__Given text__:
Ruby and Java equality usage

So the primary reason eql? is separate from == is that eql? needs to
be sure to follow hash. So now my question is: why isn't the default
implementation of eql? to compare hash instead of object_id? Then we
can override hash in cases where we want to, and not need to worry
about eql? unless we really need to...

Hashes values don't have to be unique. Two distinct values may return
the same hash code, but should return false for eql?. Remember how hash
tables work from CS class -- if two hash codes are the same, the table
chains the values together in a linked list under the same hash
'bucket'. To retrieve a value it first finds the relevant hash bucket
via #hash, and then walks through the list sequentially using #eql? to
compare. So #eql? had better return false for two distinct values. On
the other hand, 'def hash; 1; end' is a perfectly correct albeit very
inefficient #hash implementation.

(Data records)

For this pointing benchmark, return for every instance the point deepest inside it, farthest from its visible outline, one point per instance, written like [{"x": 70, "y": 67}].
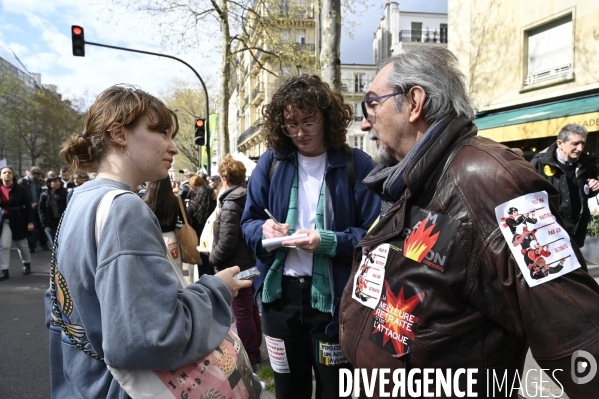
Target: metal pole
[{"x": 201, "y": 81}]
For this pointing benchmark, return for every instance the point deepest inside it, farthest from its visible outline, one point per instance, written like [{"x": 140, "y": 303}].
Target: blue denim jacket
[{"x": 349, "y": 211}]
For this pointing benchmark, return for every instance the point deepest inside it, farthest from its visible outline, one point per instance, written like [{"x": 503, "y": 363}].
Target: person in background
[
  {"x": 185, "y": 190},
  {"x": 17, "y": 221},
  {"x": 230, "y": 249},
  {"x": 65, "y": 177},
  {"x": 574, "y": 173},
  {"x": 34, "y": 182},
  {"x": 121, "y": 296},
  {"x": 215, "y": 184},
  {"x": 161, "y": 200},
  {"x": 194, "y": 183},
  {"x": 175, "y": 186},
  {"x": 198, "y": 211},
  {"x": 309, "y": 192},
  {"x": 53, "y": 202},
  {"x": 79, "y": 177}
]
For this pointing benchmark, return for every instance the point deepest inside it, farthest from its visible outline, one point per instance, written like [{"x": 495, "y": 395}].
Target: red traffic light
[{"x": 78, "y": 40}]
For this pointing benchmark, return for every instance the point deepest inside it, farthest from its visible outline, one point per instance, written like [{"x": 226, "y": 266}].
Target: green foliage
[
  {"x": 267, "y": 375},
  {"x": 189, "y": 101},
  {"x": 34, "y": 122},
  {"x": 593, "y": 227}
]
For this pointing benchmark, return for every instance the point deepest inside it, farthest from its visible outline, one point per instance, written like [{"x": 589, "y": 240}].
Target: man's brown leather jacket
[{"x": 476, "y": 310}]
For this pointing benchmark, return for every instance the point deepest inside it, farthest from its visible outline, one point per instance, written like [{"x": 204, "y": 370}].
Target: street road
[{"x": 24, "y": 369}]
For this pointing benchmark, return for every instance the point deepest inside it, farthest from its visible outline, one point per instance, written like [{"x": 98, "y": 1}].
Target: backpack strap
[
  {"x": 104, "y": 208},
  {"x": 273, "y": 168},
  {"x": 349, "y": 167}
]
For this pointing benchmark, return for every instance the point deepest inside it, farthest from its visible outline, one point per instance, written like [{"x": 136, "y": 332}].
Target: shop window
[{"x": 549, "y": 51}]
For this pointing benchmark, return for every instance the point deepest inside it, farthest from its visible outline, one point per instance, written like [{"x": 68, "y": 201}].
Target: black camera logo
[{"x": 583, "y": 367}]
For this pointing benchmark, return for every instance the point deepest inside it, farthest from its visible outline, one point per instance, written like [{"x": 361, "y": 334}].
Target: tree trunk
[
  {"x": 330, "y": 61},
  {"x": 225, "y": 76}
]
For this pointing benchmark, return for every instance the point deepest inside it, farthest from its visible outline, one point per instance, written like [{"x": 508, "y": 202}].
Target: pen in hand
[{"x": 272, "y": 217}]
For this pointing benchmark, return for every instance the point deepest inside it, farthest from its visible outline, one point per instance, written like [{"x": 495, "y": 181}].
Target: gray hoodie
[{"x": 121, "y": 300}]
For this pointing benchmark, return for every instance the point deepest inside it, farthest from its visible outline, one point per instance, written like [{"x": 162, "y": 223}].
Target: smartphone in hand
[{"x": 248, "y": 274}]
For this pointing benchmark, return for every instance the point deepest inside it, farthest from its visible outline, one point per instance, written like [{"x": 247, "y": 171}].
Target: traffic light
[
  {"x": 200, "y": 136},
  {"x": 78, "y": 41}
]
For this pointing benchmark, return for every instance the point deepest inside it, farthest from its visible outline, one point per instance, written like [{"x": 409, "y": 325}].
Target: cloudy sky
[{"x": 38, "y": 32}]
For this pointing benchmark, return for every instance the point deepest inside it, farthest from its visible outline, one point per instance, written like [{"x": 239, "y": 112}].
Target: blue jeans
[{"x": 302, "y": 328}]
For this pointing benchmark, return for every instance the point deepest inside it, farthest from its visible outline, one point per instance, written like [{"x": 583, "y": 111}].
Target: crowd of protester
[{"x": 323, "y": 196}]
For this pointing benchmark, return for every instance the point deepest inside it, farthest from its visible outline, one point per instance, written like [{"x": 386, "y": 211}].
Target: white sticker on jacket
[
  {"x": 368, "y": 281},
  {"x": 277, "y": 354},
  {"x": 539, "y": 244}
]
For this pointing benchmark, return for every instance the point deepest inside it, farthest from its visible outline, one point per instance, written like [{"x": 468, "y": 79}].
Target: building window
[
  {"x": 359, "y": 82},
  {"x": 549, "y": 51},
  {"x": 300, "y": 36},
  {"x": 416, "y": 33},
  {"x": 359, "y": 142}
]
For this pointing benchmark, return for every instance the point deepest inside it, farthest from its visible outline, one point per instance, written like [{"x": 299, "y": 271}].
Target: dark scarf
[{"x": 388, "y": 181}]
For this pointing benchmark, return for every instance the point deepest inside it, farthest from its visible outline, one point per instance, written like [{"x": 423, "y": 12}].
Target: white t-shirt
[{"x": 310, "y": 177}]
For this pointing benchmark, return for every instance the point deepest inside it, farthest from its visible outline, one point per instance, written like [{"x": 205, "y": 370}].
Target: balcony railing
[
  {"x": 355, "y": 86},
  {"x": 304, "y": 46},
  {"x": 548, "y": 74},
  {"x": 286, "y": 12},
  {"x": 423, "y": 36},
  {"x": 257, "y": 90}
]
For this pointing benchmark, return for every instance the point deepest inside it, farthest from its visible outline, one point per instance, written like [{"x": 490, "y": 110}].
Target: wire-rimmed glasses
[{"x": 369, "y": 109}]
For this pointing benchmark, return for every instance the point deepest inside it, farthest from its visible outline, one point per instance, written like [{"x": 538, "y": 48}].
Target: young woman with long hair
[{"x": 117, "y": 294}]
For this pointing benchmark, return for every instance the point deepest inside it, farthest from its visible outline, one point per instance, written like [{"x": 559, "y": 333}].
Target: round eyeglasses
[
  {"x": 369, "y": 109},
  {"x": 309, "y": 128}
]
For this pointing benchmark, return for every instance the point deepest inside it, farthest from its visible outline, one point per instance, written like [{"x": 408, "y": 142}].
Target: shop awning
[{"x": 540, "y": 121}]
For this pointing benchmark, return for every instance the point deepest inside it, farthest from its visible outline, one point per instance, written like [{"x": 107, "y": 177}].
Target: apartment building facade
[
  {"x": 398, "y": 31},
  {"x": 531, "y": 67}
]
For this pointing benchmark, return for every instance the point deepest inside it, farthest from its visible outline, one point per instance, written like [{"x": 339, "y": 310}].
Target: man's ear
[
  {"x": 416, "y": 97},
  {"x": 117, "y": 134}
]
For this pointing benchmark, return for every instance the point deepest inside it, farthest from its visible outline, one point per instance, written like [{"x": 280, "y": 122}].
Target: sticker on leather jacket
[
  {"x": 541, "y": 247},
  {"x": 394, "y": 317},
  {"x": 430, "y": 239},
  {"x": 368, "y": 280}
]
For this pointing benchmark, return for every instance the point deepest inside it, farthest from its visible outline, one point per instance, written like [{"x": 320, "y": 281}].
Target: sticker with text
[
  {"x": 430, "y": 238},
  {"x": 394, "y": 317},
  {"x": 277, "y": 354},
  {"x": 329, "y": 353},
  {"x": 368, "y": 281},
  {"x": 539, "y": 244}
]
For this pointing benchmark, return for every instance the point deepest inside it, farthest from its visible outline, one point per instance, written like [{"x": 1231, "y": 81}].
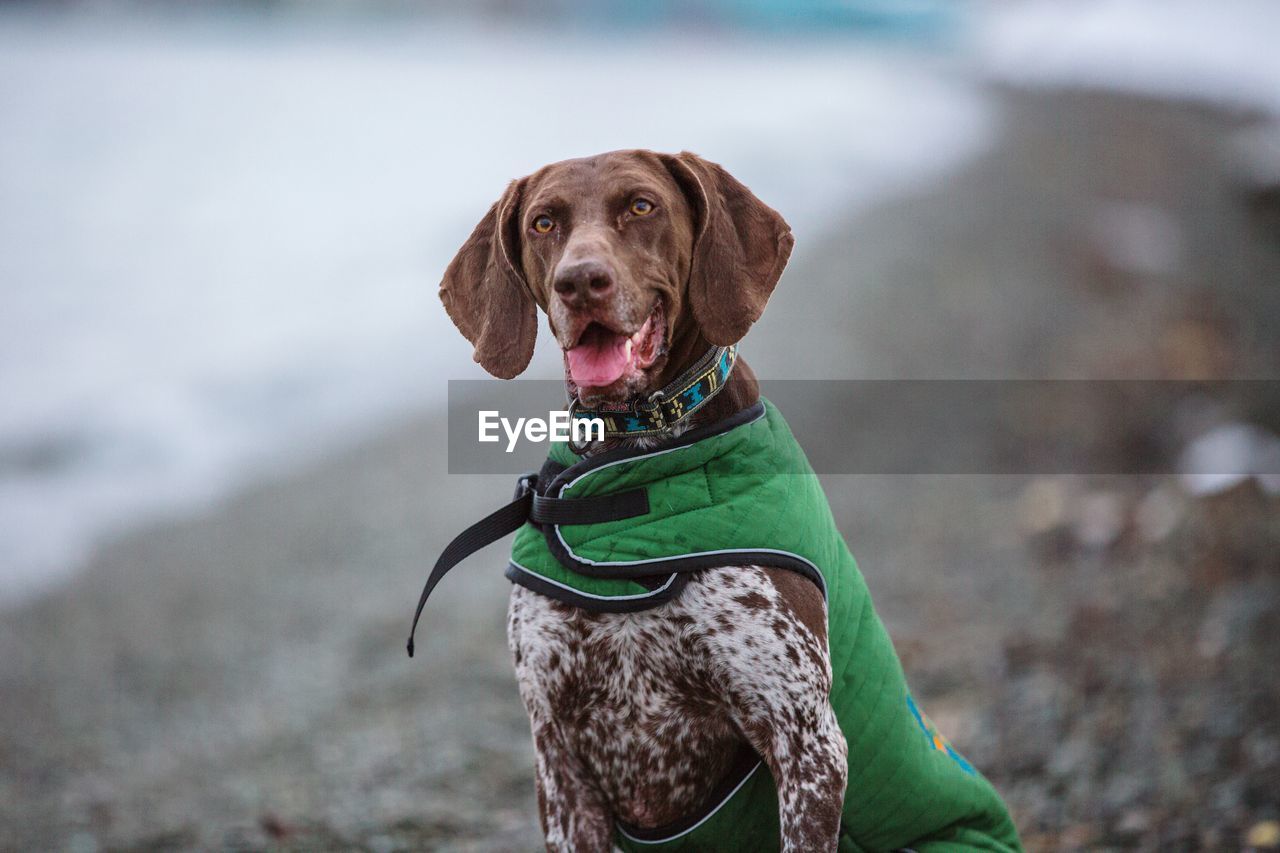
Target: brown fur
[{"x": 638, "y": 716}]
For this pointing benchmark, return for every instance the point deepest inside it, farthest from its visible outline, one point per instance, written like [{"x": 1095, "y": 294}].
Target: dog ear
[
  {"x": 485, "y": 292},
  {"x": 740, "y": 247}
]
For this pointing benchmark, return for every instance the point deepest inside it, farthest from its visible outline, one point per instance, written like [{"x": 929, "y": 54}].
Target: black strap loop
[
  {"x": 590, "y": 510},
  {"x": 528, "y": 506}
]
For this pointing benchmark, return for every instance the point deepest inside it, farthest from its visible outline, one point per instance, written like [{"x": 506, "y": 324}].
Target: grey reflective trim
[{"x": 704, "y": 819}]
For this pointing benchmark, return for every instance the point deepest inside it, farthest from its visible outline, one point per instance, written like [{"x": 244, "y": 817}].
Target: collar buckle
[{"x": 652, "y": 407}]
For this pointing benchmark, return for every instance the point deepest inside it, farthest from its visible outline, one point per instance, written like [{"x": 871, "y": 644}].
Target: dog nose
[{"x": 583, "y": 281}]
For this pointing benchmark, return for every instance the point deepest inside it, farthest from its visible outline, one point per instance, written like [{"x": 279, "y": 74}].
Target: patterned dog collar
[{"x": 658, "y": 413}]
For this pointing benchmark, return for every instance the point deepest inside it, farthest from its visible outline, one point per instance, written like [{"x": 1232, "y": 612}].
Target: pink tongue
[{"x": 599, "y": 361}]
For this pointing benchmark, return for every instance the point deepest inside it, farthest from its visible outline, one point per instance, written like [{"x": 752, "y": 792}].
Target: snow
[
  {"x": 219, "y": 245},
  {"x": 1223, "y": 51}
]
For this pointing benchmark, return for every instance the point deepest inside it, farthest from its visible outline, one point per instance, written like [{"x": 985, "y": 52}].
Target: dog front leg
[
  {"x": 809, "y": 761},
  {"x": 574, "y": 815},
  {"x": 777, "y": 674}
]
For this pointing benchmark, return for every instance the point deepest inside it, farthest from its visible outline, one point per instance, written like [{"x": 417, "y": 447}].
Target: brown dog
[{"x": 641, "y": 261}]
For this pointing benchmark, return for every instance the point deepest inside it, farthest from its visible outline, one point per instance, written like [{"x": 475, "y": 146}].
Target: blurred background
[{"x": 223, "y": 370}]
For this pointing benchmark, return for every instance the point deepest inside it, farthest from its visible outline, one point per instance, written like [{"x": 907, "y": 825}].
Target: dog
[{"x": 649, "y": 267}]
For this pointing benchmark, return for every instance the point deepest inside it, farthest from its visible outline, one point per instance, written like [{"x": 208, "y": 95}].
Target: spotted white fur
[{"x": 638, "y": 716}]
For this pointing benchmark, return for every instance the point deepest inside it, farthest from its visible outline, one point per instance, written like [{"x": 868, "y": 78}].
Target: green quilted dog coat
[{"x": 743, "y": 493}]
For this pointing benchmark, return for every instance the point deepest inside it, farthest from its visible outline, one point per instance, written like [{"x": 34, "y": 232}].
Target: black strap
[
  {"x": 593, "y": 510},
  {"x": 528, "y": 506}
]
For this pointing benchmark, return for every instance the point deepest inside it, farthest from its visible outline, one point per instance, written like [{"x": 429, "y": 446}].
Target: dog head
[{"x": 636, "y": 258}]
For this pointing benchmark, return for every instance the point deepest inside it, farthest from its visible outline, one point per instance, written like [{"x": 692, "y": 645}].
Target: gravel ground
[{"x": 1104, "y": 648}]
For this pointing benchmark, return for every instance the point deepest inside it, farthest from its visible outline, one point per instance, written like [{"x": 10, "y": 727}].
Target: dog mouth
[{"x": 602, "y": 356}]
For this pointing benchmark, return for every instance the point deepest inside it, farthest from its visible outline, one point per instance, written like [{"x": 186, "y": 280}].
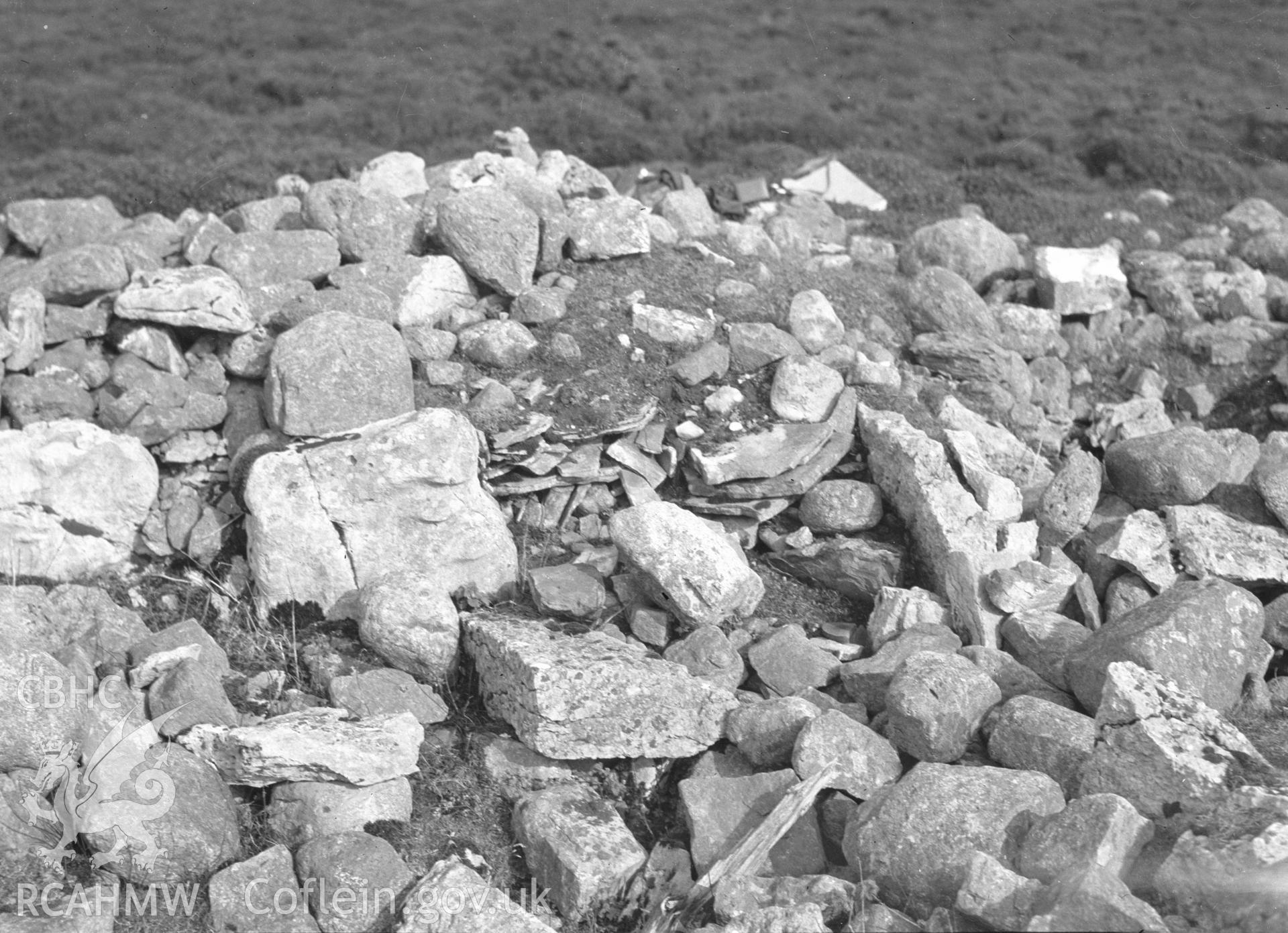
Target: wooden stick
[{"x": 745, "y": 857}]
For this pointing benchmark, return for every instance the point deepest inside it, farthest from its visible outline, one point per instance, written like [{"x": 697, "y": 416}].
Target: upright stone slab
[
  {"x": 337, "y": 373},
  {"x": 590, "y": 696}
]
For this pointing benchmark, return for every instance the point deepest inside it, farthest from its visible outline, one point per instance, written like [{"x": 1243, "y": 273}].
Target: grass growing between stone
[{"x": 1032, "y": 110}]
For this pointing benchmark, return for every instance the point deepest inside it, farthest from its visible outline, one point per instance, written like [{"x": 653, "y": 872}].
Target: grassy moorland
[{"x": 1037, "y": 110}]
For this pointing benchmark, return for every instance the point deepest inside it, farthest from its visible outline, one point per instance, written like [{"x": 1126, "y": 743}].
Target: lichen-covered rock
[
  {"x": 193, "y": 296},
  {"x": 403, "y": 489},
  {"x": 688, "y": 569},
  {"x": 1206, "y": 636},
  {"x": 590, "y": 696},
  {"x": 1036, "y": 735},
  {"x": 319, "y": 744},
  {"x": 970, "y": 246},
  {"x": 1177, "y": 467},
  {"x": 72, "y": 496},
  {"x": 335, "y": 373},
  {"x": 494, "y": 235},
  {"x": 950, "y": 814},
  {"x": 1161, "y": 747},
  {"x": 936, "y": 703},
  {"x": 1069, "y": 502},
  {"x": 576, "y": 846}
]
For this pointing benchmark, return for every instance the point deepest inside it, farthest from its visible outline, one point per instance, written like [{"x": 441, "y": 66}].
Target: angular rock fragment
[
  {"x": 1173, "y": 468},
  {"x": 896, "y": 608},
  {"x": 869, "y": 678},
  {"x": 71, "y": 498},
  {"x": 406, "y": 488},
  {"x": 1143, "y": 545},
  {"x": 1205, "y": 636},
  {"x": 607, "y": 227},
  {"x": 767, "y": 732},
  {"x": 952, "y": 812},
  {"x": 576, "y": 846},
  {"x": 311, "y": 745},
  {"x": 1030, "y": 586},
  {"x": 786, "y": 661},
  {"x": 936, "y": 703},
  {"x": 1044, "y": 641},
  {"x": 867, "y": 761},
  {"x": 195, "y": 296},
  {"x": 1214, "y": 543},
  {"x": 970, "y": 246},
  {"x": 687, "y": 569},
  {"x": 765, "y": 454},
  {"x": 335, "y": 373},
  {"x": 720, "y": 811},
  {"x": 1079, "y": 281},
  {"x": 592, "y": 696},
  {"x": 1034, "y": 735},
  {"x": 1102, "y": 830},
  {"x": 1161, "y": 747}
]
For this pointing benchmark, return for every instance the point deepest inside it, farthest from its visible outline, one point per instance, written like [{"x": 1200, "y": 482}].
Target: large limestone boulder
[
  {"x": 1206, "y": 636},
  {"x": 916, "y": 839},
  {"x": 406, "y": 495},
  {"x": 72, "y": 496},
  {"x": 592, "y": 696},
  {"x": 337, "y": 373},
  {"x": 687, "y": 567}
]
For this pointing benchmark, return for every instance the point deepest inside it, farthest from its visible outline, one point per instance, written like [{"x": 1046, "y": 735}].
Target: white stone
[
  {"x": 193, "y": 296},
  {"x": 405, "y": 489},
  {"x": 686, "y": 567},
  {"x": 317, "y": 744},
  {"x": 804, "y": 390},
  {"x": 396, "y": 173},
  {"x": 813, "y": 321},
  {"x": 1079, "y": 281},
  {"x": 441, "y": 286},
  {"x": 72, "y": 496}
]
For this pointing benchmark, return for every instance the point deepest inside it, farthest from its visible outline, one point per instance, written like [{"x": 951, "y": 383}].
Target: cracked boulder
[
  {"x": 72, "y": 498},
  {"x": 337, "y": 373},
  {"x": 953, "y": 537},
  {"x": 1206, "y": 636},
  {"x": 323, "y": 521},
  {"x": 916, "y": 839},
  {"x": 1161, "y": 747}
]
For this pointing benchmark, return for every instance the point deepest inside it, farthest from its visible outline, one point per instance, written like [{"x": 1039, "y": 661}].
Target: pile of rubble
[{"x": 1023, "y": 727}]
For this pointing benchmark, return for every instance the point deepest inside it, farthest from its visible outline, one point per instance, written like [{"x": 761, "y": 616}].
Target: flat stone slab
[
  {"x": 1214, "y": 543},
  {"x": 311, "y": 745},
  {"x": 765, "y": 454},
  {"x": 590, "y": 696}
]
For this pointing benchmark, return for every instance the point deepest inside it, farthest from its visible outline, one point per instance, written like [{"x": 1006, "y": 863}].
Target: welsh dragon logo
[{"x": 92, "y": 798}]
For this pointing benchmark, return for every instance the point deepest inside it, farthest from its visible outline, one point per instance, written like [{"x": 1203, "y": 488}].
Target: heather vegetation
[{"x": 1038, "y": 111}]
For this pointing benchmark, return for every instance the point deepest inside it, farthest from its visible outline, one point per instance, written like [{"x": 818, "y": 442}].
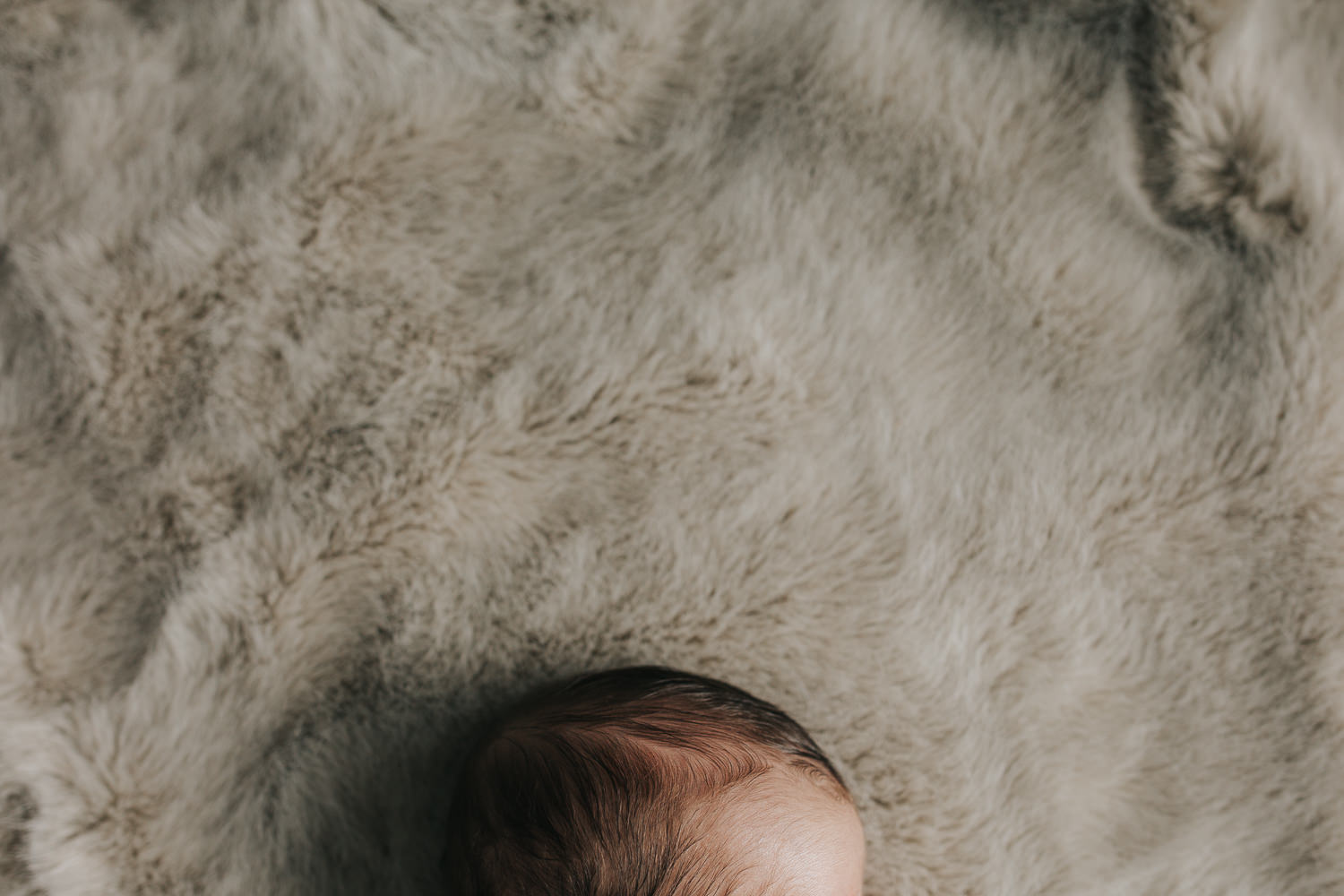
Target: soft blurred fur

__Problems__:
(1) Reproduce the stretch of the thread on Ruby equality from "Hashes values don't" through "inefficient #hash implementation.".
(2) Write the next part of the thread on Ruby equality, picking up after its final sentence.
None of the items is needed here.

__Answers to each task__:
(1)
Hashes values don't have to be unique. Two distinct values may return
the same hash code, but should return false for eql?. Remember how hash
tables work from CS class -- if two hash codes are the same, the table
chains the values together in a linked list under the same hash
'bucket'. To retrieve a value it first finds the relevant hash bucket
via #hash, and then walks through the list sequentially using #eql? to
compare. So #eql? had better return false for two distinct values. On
the other hand, 'def hash; 1; end' is a perfectly correct albeit very
inefficient #hash implementation.

(2)
Steve

Ah, gotcha. Thanks for the refresher. :slight_smile: Is it true then that
a.eql?(b) only if a.hash == b.hash? What's the damage in a.eql?(b)
returning true when in different buckets? As far as I can tell, #eql?
is only used internally by Hash -- it shouldn't be being called by
other code. So if a and b are in different buckets (different #hash
values), a.eql?(b) will never be called anyway. Relaxing that
restriction, can't we swing back the other way and ask again:

  Why doesn't the default implementation of Object#eql? just use #== internally?

E.g.:

  class Object
    def eql?(other)
      self == other
    end
  end

Jacob Fugal

···

On 6/27/06, Molitor, Stephen L <Stephen.L.Molitor@erac.com> wrote:

> So the primary reason eql? is separate from == is that eql? needs to
> be sure to follow hash. So now my question is: why isn't the default
> implementation of eql? to compare hash instead of object_id? Then we
> can override hash in cases where we want to, and not need to worry
> about eql? unless we really need to...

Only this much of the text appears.